Perdita della capacità lavorativa: la Cassazione su accertamento e liquidazione del danno
Con ordinanza n. 16604 del 20 giugno 2025, la Corte di Cassazione, Terza sezione civile, è intervenuta nuovamente sul tema del danno patrimoniale da perdita della capacità lavorativa, precisando i criteri per il suo corretto accertamento e per la successiva liquidazione.
Danno patrimoniale da perdita della capacità lavorativa
Il danno patrimoniale da perdita della capacità lavorativa rappresenta una forma specifica di danno da lucro cessante, in quanto consiste nella perdita o riduzione del reddito futuro derivante dall’impossibilità (totale o parziale) di svolgere un’attività lavorativa a causa di un evento lesivo.
Il lucro cessante (art. 1223 c.c.), a sua volta, è una categoria generale che comprende qualsiasi mancato guadagno futuro conseguente a un fatto illecito.
Il caso esaminato
L’ordinanza in oggetto riguarda un giudizio risarcitorio promosso da un lavoratore che aveva subito un infortunio con esiti invalidanti e chiedeva il risarcimento del danno patrimoniale futuro per lucro cessante, derivante dalla perdita (totale o parziale) della possibilità di lavorare.

*RIGHE DI DATI:*

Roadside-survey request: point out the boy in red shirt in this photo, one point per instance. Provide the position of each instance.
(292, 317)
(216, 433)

*CONSEGNA 1:*
Rispondi alle domande sull'estratto, usando le stesse lettere.
(a) Qual è il numero dell'ordinanza della Cassazione e in che data è stata emessa?
(b) Quale articolo del codice civile è indicato per il lucro cessante?
(c) Chi ha promosso il giudizio risarcitorio esaminato nell'ordinanza?
*CONSEGNA 2:* Prosegui l'estratto sulla perdita della capacità lavorativa, partendo dopo la sua ultima frase.
Le righe non hanno alcun legame con l'estratto.

*RISPOSTA 1:*
(a) È l'ordinanza n. 16604, del 20 giugno 2025.
(b) L'art. 1223 c.c.
(c) Un lavoratore che aveva subito un infortunio con esiti invalidanti.

*RISPOSTA 2:*
Decisioni di merito
Il Tribunale di primo grado aveva accolto parzialmente la richiesta risarcitoria del lavoratore. La Corte d’Appello, tuttavia, pur riconoscendo l’esistenza di postumi permanenti invalidanti, aveva liquidato il danno in via equitativa sulla base del reddito medio, escludendo il risarcimento per lucro cessante in quanto:
- il lavoratore non aveva dimostrato di aver cercato un nuovo impiego;
- mancava la certezza sulla perdita effettiva di reddito futuro;
- il danno patrimoniale era già compensato dalla somma equitativamente liquidata.
Motivi del ricorso in Cassazione
Il lavoratore, ciò posto, aveva impugnato la sentenza della Corte d’Appello lamentando:
- una errata applicazione dell’art. 1226 c.c., per aver escluso il lucro cessante solo in base alla mancata ricerca di un nuovo impiego;
- l’omessa valutazione della compatibilità tra i postumi invalidanti e le mansioni precedentemente svolte;
- una violazione dell’onere della prova, ritenendo eccessiva la richiesta di dimostrare l’impossibilità di reinserimento lavorativo.
Decisione della Corte di Cassazione
La Corte di Cassazione ha accolto parzialmente il ricorso del lavoratore in parte, ritenendo fondate alcune delle censure sollevate.
In particolare, i giudici di legittimità hanno chiarito che il danno patrimoniale futuro derivante dalla perdita della capacità di guadagno (lucro cessante) non può essere escluso soltanto perché il danneggiato non ha provato di aver cercato una nuova occupazione. Un simile approccio, secondo la Corte, contrasta con i criteri di accertamento del danno patrimoniale elaborati dalla giurisprudenza consolidata.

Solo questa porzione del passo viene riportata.